Items from a dataset:
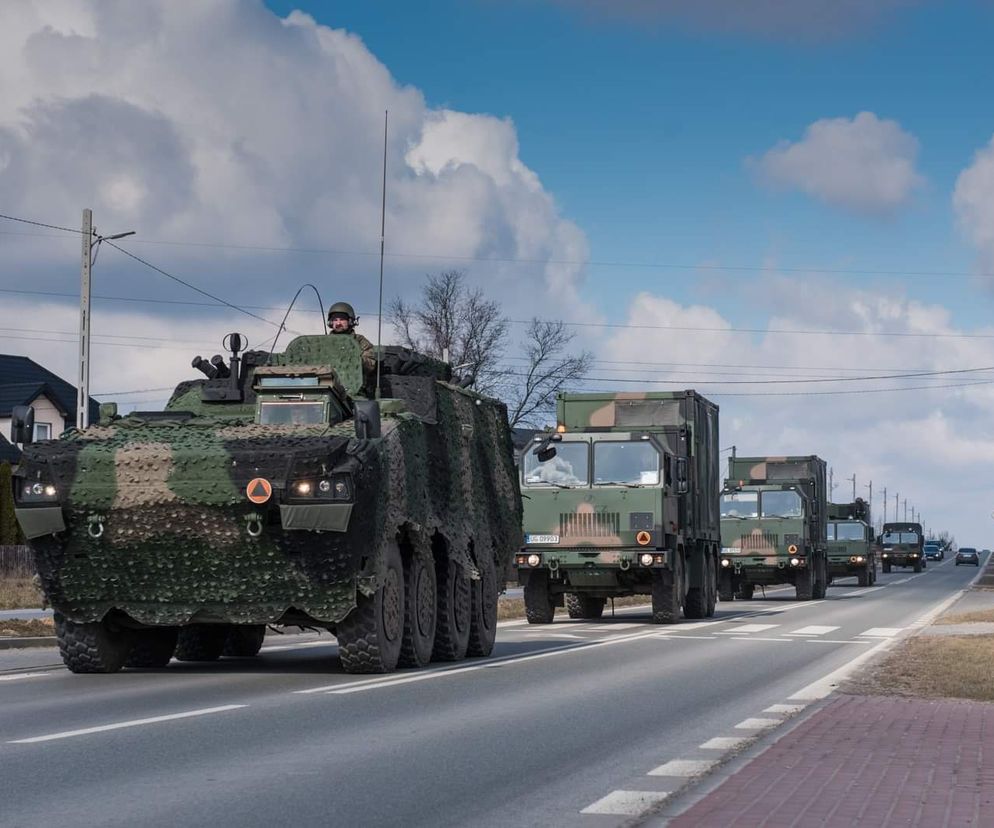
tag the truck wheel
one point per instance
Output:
(201, 642)
(96, 647)
(370, 636)
(483, 621)
(539, 606)
(588, 607)
(244, 640)
(454, 611)
(420, 611)
(153, 648)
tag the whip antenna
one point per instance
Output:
(383, 232)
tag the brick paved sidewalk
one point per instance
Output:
(872, 761)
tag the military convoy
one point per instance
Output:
(773, 526)
(274, 491)
(851, 545)
(619, 500)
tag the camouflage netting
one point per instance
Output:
(157, 516)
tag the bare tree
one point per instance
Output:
(454, 319)
(550, 368)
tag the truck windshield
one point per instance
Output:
(296, 412)
(631, 463)
(846, 531)
(781, 504)
(568, 468)
(740, 505)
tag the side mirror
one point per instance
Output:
(367, 419)
(22, 425)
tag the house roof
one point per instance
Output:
(23, 380)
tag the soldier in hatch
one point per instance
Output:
(342, 320)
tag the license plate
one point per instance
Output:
(541, 538)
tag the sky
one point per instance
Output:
(780, 203)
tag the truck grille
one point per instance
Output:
(589, 524)
(757, 542)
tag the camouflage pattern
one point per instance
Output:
(152, 524)
(851, 547)
(591, 535)
(763, 551)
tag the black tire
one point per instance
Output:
(588, 607)
(420, 611)
(483, 617)
(244, 640)
(152, 648)
(455, 609)
(96, 647)
(540, 608)
(370, 637)
(666, 597)
(201, 642)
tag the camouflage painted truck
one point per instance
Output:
(852, 548)
(773, 526)
(276, 492)
(902, 544)
(622, 499)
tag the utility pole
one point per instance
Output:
(90, 240)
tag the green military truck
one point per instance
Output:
(851, 545)
(902, 544)
(773, 526)
(622, 499)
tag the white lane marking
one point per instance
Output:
(67, 734)
(786, 709)
(626, 803)
(684, 767)
(748, 628)
(757, 724)
(24, 675)
(882, 632)
(813, 630)
(726, 742)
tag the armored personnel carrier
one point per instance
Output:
(275, 491)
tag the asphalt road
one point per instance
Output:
(563, 719)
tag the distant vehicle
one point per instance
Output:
(967, 554)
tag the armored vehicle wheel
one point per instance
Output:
(666, 589)
(370, 637)
(483, 621)
(201, 642)
(97, 647)
(539, 605)
(244, 640)
(579, 605)
(420, 611)
(152, 648)
(455, 608)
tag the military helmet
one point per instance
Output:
(343, 307)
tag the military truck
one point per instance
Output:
(274, 492)
(851, 544)
(622, 499)
(902, 544)
(773, 525)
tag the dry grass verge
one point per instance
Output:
(509, 609)
(29, 628)
(19, 593)
(954, 667)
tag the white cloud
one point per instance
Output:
(973, 201)
(864, 164)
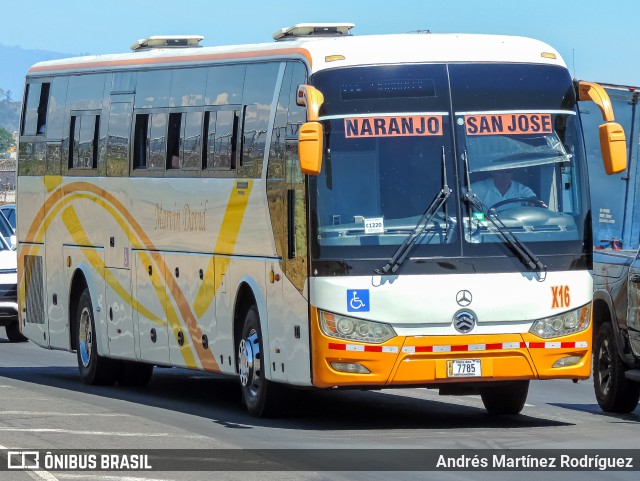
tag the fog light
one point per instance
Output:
(567, 361)
(351, 367)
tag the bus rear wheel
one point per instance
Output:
(505, 398)
(94, 369)
(614, 392)
(262, 397)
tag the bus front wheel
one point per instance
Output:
(262, 397)
(504, 399)
(94, 369)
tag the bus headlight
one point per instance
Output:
(351, 329)
(563, 324)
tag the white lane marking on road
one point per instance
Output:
(102, 477)
(37, 475)
(99, 433)
(44, 413)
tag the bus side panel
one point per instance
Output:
(187, 297)
(150, 320)
(118, 301)
(31, 258)
(90, 261)
(57, 284)
(245, 273)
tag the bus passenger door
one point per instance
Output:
(190, 310)
(150, 305)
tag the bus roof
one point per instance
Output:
(327, 52)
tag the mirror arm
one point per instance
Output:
(593, 91)
(311, 98)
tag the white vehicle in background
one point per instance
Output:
(9, 211)
(9, 293)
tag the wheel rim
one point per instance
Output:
(604, 367)
(249, 364)
(85, 337)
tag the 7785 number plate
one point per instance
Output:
(464, 368)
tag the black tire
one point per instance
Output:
(94, 369)
(131, 373)
(263, 398)
(505, 398)
(14, 334)
(614, 392)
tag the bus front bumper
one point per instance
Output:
(428, 360)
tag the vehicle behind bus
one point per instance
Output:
(616, 267)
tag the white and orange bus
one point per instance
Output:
(312, 212)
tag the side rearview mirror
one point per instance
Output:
(310, 148)
(311, 134)
(613, 143)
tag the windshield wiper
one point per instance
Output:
(436, 204)
(527, 257)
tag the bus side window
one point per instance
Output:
(149, 151)
(140, 141)
(220, 133)
(174, 131)
(83, 141)
(35, 110)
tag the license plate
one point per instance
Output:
(464, 368)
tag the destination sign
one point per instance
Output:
(393, 126)
(508, 124)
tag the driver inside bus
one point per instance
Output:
(499, 187)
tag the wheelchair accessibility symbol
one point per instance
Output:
(358, 300)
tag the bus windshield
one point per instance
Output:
(505, 136)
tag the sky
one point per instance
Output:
(597, 39)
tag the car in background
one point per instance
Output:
(7, 231)
(9, 211)
(9, 292)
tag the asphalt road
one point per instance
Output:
(44, 405)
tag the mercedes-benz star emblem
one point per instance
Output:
(464, 321)
(464, 298)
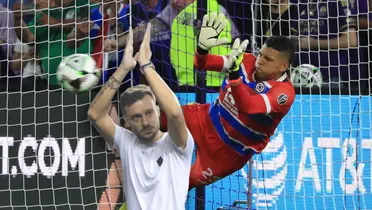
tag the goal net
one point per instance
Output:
(319, 157)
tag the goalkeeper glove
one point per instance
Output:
(212, 27)
(237, 54)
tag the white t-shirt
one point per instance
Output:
(155, 176)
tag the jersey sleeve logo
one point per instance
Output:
(282, 99)
(260, 87)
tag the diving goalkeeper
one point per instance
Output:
(255, 95)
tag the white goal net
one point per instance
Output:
(319, 158)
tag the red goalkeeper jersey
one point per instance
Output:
(246, 114)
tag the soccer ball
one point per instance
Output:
(78, 73)
(306, 75)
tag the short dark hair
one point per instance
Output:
(134, 94)
(282, 44)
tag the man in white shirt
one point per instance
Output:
(156, 165)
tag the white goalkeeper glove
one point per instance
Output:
(212, 27)
(237, 54)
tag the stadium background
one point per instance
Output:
(319, 158)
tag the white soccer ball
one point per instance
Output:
(78, 73)
(306, 75)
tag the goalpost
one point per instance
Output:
(319, 157)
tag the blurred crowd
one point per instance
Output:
(333, 35)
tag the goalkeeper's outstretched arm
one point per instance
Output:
(212, 27)
(97, 112)
(164, 95)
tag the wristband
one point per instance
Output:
(235, 82)
(233, 75)
(144, 66)
(201, 51)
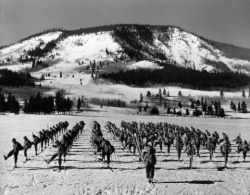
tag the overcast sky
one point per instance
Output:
(222, 20)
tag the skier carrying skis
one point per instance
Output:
(26, 145)
(15, 151)
(150, 162)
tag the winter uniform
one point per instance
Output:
(15, 151)
(150, 162)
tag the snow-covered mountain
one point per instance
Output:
(158, 44)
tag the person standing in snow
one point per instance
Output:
(150, 162)
(26, 145)
(36, 140)
(60, 151)
(15, 151)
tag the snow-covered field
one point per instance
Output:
(84, 175)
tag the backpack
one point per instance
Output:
(111, 149)
(149, 159)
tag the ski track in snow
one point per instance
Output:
(83, 174)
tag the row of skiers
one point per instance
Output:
(102, 146)
(44, 137)
(146, 151)
(63, 146)
(134, 136)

**Exercise prompt:**
Can you retype every record above exactly, leaving out the pictures?

**Solution:**
tag the truck wheel
one point per instance
Output:
(201, 642)
(96, 647)
(370, 636)
(483, 621)
(539, 606)
(588, 607)
(244, 640)
(454, 611)
(420, 611)
(153, 648)
tag the whip antenna
one point per instance
Output:
(383, 232)
tag the brick paved sidewalk
one point per instance
Output:
(872, 761)
tag the military convoy
one point per instance
Output:
(773, 526)
(274, 491)
(851, 545)
(619, 500)
tag the camouflage netting
one point per instance
Output:
(157, 516)
tag the bare tree
one point per instance
Output:
(454, 319)
(550, 368)
tag the truck windshield
one point per instance
Output:
(296, 412)
(631, 463)
(846, 531)
(781, 504)
(568, 468)
(740, 505)
tag the side mirror
one point per instance
Output:
(367, 419)
(22, 425)
tag the house roof
one point per instance
Output:
(23, 380)
tag the soldier in hatch
one point per instance
Output:
(342, 320)
tag the license plate
one point per instance
Output:
(541, 538)
tag the sky
one point per instance
Output:
(780, 203)
tag the truck grille
one point per instance
Output:
(589, 524)
(757, 542)
tag the camouflage pattern
one point per instance
Output:
(152, 524)
(851, 547)
(591, 535)
(763, 551)
tag the black tire
one point per instance
Output:
(588, 607)
(420, 611)
(483, 617)
(244, 640)
(152, 648)
(455, 609)
(96, 647)
(540, 608)
(370, 637)
(666, 597)
(201, 642)
tag the camouflage painted truck
one point per instance
Output:
(852, 548)
(773, 526)
(276, 492)
(902, 544)
(622, 499)
tag the utility pole
one point per instance
Output:
(90, 240)
tag the green military truck
one point per instance
Output:
(851, 545)
(902, 544)
(773, 526)
(622, 499)
tag the white lane marking
one point per instance
Output:
(67, 734)
(786, 709)
(626, 803)
(684, 767)
(748, 628)
(757, 724)
(24, 675)
(882, 632)
(813, 630)
(726, 742)
tag the armored personnel carrier
one point per instance
Output:
(275, 491)
tag the asphalt road
one point per instance
Output:
(563, 719)
tag the distant vehicle
one point per instance
Output:
(967, 554)
tag the armored vehicle wheel
one point per instance
Output:
(666, 589)
(370, 637)
(483, 621)
(201, 642)
(97, 647)
(539, 605)
(244, 640)
(579, 605)
(420, 611)
(152, 648)
(455, 608)
tag the military helmet
one point per instance
Output:
(343, 307)
tag the military truck
one point per instance
Output:
(274, 492)
(851, 544)
(622, 499)
(902, 544)
(773, 525)
tag the dry grass verge
one point per instance
Output:
(509, 609)
(29, 628)
(19, 593)
(954, 667)
tag the white cloud
one point per instance
Output:
(973, 201)
(864, 164)
tag the fog light
one point per instance
Output:
(567, 361)
(351, 367)
tag the bus rear wheel
one point per instance
Output:
(505, 398)
(94, 369)
(614, 392)
(262, 397)
tag the bus front wheel
one point per instance
Output:
(262, 397)
(504, 399)
(94, 369)
tag the bus headlight
one point per instance
Output:
(351, 329)
(563, 324)
tag the white lane marking on road
one point per instance
Output:
(102, 477)
(37, 475)
(99, 433)
(44, 413)
tag the bus side panel
one point per instance
Output:
(187, 297)
(150, 320)
(118, 301)
(31, 258)
(90, 261)
(57, 284)
(245, 273)
tag the bus passenger door
one point per instance
Output:
(190, 310)
(150, 305)
tag the bus roof
one point per instance
Output:
(327, 52)
tag the mirror arm
one point per instance
Output:
(593, 91)
(311, 98)
tag the white vehicle in background
one point per instance
Output:
(9, 211)
(9, 293)
tag the wheel rim
one point per instance
Output:
(604, 367)
(249, 364)
(85, 337)
tag the 7785 number plate
one point per instance
Output:
(464, 368)
tag the black tire
one point per instance
Output:
(94, 369)
(131, 373)
(263, 398)
(505, 398)
(14, 334)
(614, 392)
tag the bus front bumper
one point per instance
Output:
(428, 360)
tag the vehicle behind bus
one point per instance
Output:
(616, 267)
tag the white and orange bus
one point per instance
Output:
(312, 212)
tag the side rearview mirror
one point per instance
Output:
(310, 148)
(311, 134)
(613, 143)
tag the windshield wiper
one point per instance
Output:
(436, 204)
(527, 257)
tag the bus side window
one point per instance
Output:
(149, 151)
(140, 141)
(220, 133)
(174, 131)
(83, 141)
(35, 110)
tag the license plate
one point per instance
Output:
(464, 368)
tag the destination sign
one point per instance
Output:
(393, 126)
(508, 124)
tag the driver inside bus
one point per instance
Output:
(499, 187)
tag the wheelchair accessibility symbol
one point per instance
Output:
(358, 300)
tag the bus windshield
one point per instance
Output:
(505, 136)
tag the sky
one point per instance
Output:
(597, 39)
tag the car in background
one point per instance
Output:
(7, 231)
(9, 211)
(9, 292)
tag the asphalt road
one point per instance
Output:
(44, 405)
tag the mercedes-benz star emblem
one point per instance
Output:
(464, 321)
(464, 298)
tag the goal net
one point per instance
Output:
(319, 157)
tag the goalkeeper glove
one point per instance
Output:
(212, 27)
(237, 54)
tag the white t-shirt
one point per instance
Output:
(155, 176)
tag the jersey sleeve logo
one point per instance
Output:
(282, 99)
(260, 87)
tag the diving goalkeeper
one point per instance
Output:
(255, 95)
tag the white goal net
one point per instance
Output:
(319, 158)
tag the red goalkeeper jersey
one point per instance
Output:
(246, 114)
tag the soccer ball
one point per instance
Output:
(78, 73)
(306, 75)
tag the short dark hair
one point per instance
Output:
(134, 94)
(282, 44)
tag the man in white shirt
one point per instance
Output:
(156, 165)
tag the white goalkeeper glove
one point per instance
Output:
(212, 27)
(237, 54)
tag the stadium background
one point per instance
Output:
(319, 158)
tag the white soccer ball
one point per instance
Output:
(78, 73)
(306, 75)
tag the goalpost
one point per instance
Output:
(319, 157)
tag the blurred crowd
one point per instance
Output:
(333, 35)
tag the goalkeeper's outstretched arm
one point per instance
Output:
(212, 27)
(97, 112)
(164, 95)
tag the wristband
one point per instance
Output:
(235, 82)
(233, 75)
(144, 66)
(201, 51)
tag the overcast sky
one point per instance
Output:
(222, 20)
tag the skier carrying skis
one point per instance
Output:
(26, 145)
(15, 151)
(150, 162)
tag the winter uniform
one point per instance
Output:
(15, 151)
(150, 162)
tag the snow-covered mountain
one point per instance
Output:
(158, 44)
tag the person standing in snow
one point per instance
Output:
(150, 162)
(26, 145)
(36, 140)
(60, 151)
(15, 151)
tag the snow-covered field
one point per instance
Output:
(84, 175)
tag the backpack
one point per instance
Output:
(111, 149)
(149, 159)
tag the ski track in snow
one point per instance
Output:
(83, 174)
tag the row of skiers
one point per instance
Output:
(102, 146)
(44, 137)
(146, 151)
(63, 146)
(134, 136)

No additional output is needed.